▶ Problem to work on
Take the line that has "Exercise. Point out the person's" in it and every line after it to the end of the entries, and reproduce them exactly.

Data excerpts

********

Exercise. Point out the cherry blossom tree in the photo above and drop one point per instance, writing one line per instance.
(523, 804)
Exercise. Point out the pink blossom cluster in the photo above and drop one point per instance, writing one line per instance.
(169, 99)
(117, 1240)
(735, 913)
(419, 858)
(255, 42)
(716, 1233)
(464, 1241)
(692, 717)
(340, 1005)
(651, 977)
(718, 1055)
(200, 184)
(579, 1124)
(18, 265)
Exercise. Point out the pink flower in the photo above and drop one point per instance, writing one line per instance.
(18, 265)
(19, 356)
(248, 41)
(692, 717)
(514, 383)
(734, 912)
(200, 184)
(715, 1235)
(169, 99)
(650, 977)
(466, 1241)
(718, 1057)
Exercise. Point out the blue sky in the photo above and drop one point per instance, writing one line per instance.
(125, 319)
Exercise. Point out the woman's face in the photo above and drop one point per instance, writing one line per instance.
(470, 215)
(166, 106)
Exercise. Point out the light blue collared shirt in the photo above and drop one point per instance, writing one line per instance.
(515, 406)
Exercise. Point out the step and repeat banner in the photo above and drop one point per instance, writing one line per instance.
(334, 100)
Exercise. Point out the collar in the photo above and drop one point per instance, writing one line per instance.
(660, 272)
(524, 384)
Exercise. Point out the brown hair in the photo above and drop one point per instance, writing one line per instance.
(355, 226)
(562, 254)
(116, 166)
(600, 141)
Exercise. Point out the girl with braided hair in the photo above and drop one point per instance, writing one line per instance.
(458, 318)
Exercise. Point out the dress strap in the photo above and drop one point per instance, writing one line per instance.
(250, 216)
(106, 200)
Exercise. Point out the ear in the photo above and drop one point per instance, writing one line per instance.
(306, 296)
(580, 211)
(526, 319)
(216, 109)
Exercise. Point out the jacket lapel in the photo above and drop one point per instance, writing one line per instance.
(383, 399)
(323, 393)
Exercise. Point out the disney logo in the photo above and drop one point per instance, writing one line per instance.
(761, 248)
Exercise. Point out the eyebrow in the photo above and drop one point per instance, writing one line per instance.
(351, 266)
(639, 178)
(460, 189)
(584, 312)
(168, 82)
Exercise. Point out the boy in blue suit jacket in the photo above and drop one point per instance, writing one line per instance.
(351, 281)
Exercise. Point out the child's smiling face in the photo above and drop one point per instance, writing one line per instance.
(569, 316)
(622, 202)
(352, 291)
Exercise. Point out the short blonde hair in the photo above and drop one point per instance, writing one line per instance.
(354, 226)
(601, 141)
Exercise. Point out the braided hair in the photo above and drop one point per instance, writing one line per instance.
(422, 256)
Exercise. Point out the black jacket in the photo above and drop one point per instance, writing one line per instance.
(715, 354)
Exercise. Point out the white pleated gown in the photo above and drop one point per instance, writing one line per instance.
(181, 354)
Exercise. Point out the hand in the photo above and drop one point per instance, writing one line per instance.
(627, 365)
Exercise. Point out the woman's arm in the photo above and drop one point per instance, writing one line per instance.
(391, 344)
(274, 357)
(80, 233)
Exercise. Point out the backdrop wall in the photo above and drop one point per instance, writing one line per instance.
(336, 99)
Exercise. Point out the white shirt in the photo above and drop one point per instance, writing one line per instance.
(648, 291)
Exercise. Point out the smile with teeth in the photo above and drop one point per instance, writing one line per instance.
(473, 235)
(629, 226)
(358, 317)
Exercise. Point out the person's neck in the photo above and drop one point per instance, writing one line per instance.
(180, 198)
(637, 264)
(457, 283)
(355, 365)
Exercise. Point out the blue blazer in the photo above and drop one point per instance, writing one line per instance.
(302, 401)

********

▶ Your solution
Exercise. Point out the person's neck in the photo above and drop one point per instance, writing one line per instance.
(180, 198)
(637, 264)
(457, 283)
(355, 365)
Exercise. Point out the blue blazer in the photo above and drop one point per instance, writing one line per instance.
(302, 401)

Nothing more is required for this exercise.